- **Stated exercise**
Recast the material below as a numbered list with one line per item, leaving out blank lines.
☆ ☆ ☆ ☆
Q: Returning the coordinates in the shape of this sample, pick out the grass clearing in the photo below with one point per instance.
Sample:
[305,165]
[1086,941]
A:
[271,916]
☆ ☆ ☆ ☆
- **Task output**
1. Q: Returning the coordinates in the shape of this sample, pick out the grass clearing in the photo below with one point per instance.
2. Sample:
3. [305,165]
4. [1086,941]
5. A:
6. [271,916]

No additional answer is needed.